The only reason I'd like to output the matchboxes is because I read in the 'Things to avoid in a challenge' Meta question that you shouldn't write 'Implement this algorithm' as a challenge in itself - let people figure out their own logic/adaptation of the problem. This way, the problem is 'When given these inputs, give an output following this logic'. However, I've edited the question to only output the matchboxes at the end of each game just to neaten the output a bit more. – Geza Kerecsenyi – 2019-03-01T22:33:36.373

Am I skimming a rule or is the number of beads at the beginning never defined anywhere? I see in the article it's the box representing Menace’s first turn had four beads for each different move. The boxes representing the layouts of the board for Menace’s second turn contained three beads for each different move; there were two beads each for Menace’s third; and one of each in the boxes representing Menace’s fourth go. Is this the case here? – Veskah – 2019-07-01T12:09:57.673

@Veskah no, it can have from 1-9 beads. – Geza Kerecsenyi – 2019-07-01T12:38:53.550

Answers

3

R, 839 bytes

options(max.print=1e5)
s=colSums
r=rowSums
m=matrix
a=array
y=apply
S=sum
p=sample
b=m(rep(i<-1:(K=3^9),e=9)%/%(E=3^(8:0))%%3,c(9,K))
V=a(1:9,c(3,3,8))
V[,,2:4]=c(V[x<-3:1,,1],V[,x,1],V[x,x,1])
V[,,5:8]=y(V[,,1:4],3,t)
d=aperm(a(b[c(V),],c(9,8,K)),c(1,3,2))
v=m(V,9)
g=y(m(match(e<-y(d*E,2:3,S),i),,8),1,min)
g[K]=K
G=9-y(t(e==g)*8:1,2,max)
h=s(a(c(b,d[,,5],b[c(1,5,9,3,5,7,1:3),]),c(3,3,K,3))*3^(0:2))
k=r(s(h==13))>0
l=r(s(h==26))>0
o=s(b>0)
M=b
M[M==0]=-1
repeat{A=b[,t<-K]
z=j=c();B=1
repeat{if(S(pmax(-M[,t],0))<1)M[p(9,pmin(3,S(x)),,x<-M[,t]<1),t]=-1
z=c(z,u<-p(9,1,,pmax(-M[,t],0)))

Stored records —
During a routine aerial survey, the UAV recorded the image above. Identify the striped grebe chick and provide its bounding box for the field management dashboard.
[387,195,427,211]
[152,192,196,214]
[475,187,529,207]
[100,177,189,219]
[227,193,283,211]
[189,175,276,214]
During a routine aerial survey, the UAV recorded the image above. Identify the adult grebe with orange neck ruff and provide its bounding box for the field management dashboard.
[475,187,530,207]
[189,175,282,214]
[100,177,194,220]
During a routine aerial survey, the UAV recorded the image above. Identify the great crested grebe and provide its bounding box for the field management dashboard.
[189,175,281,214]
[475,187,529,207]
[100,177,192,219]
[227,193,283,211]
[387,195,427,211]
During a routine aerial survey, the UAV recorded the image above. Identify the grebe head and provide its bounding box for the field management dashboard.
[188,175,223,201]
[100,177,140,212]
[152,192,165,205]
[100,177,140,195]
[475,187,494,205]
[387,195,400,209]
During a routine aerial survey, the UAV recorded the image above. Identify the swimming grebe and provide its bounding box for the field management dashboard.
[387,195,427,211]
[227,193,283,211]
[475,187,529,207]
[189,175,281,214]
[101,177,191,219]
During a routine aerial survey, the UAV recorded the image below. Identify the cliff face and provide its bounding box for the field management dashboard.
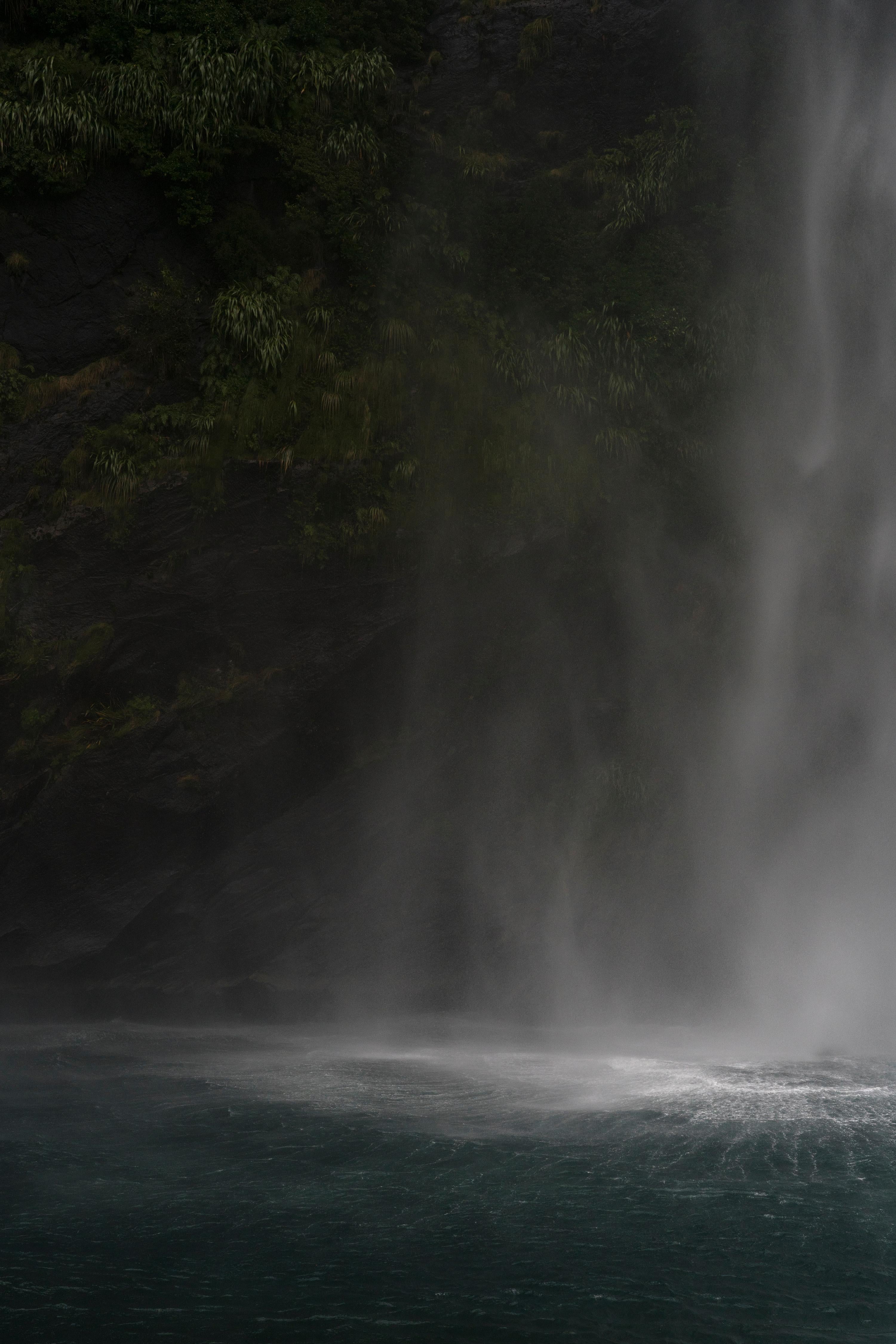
[0,0,685,1015]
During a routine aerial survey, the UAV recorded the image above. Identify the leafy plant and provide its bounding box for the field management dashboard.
[517,16,554,74]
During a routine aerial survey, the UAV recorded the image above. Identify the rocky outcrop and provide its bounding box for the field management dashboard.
[0,0,689,1016]
[0,168,211,374]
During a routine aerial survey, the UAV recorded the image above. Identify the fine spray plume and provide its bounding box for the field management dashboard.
[692,3,896,1053]
[294,0,896,1055]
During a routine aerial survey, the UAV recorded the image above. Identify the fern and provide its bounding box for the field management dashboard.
[211,285,293,372]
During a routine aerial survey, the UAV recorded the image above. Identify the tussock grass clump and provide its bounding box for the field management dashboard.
[516,16,554,74]
[21,358,121,417]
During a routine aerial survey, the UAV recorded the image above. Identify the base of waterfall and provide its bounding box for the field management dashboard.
[0,1023,896,1344]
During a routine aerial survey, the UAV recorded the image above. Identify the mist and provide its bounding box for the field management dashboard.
[301,4,896,1054]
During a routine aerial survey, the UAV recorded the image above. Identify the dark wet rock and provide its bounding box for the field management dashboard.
[0,168,210,374]
[0,0,689,1018]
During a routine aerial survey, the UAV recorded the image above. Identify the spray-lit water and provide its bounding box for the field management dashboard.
[7,0,896,1344]
[0,1024,896,1344]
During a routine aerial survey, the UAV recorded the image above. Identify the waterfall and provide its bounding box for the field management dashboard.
[700,0,896,1048]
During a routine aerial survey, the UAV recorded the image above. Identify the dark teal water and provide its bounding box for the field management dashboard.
[0,1028,896,1344]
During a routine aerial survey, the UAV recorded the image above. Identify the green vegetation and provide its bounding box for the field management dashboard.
[0,0,767,811]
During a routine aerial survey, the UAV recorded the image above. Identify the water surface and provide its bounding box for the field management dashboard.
[0,1026,896,1344]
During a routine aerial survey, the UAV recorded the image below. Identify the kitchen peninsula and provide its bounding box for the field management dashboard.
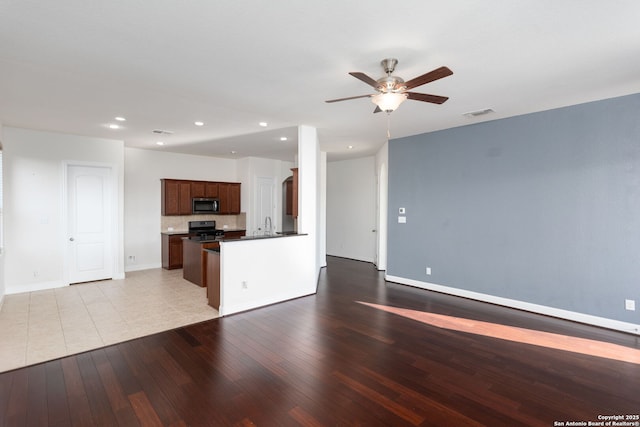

Parts of the exercise —
1. Echo everything in the challenge thread from "V[,,2:4]=c(V[x<-3:1,,1],V[,x,1],V[x,x,1])" down to "G=9-y(t(e==g)*8:1,2,max)".
2. Summarize the challenge thread in two sentences.

Set of answers —
1.
V[,,2:4]=c(V[x<-3:1,,1],V[,x,1],V[x,x,1])
V[,,5:8]=y(V[,,1:4],3,t)
d=aperm(a(b[c(V),],c(9,8,K)),c(1,3,2))
v=m(V,9)
g=y(m(match(e<-y(d*E,2:3,S),i),,8),1,min)
g[K]=K
G=9-y(t(e==g)*8:1,2,max)

2. The challenge author outputs the matchboxes because a Meta question advises against writing "Implement this algorithm" as a challenge, and has edited the question so the matchboxes are output only at the end of each game. When another commenter asks whether the starting number of beads is ever defined, the author replies that a box can have from 1 to 9 beads.